+++ RECORDS FOR THE EXERCISE

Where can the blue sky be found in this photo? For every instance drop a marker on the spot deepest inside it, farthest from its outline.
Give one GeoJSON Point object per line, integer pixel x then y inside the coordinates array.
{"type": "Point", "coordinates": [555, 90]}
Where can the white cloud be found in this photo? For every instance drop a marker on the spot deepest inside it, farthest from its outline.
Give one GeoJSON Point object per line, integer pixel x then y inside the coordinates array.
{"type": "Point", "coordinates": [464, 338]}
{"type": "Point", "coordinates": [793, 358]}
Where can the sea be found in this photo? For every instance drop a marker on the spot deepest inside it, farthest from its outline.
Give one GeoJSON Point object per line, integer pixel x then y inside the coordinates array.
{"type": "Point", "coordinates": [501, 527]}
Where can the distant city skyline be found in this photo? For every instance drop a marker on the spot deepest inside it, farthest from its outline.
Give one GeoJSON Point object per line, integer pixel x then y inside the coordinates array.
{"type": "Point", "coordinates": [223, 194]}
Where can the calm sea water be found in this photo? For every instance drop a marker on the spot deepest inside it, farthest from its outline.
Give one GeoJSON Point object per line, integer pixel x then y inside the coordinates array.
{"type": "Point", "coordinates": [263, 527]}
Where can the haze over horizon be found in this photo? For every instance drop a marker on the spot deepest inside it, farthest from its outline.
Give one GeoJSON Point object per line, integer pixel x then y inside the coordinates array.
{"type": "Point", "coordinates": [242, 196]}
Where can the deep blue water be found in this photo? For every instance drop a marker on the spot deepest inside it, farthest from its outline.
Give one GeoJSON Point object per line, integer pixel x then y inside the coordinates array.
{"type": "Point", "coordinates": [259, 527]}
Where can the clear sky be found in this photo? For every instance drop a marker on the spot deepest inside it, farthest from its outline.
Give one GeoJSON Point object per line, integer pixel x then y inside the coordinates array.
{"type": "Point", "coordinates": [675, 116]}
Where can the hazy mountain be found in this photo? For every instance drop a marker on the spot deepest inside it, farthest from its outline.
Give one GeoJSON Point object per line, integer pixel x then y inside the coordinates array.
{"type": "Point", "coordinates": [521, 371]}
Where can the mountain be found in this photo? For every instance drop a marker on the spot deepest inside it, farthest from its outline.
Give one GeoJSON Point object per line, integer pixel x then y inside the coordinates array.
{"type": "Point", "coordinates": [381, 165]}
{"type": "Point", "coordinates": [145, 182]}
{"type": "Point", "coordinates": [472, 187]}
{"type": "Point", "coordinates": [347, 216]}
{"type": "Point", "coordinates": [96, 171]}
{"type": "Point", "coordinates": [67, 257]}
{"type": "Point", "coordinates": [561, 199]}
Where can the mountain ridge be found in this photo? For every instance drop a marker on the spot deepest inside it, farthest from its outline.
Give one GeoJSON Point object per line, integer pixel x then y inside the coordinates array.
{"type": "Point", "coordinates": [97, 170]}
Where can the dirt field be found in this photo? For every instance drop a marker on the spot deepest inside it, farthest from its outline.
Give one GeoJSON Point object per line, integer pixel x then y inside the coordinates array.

++++++

Print the entries word for word, from the line with "Where can the mountain be" up to and including the last line of the entries.

Where can the mountain be found in this photo? For every instance drop a marker on the spot deepest inside it, farthest from its outline.
Give one GeoJSON Point object per line, integer pixel x then y inside the coordinates array.
{"type": "Point", "coordinates": [381, 165]}
{"type": "Point", "coordinates": [145, 182]}
{"type": "Point", "coordinates": [472, 187]}
{"type": "Point", "coordinates": [347, 216]}
{"type": "Point", "coordinates": [96, 171]}
{"type": "Point", "coordinates": [67, 257]}
{"type": "Point", "coordinates": [561, 199]}
Where can the mountain ridge be found in this photo? For every instance drop a marker on the spot deepest inside it, farthest from its outline.
Give one GeoJSON Point object per line, integer pixel x then y inside the coordinates array.
{"type": "Point", "coordinates": [97, 170]}
Where can the dirt field be found in this photo? For every instance drop a marker on the spot deepest inside it, farthest from its outline.
Give one GeoJSON Point object per line, integer pixel x then y inside the coordinates array.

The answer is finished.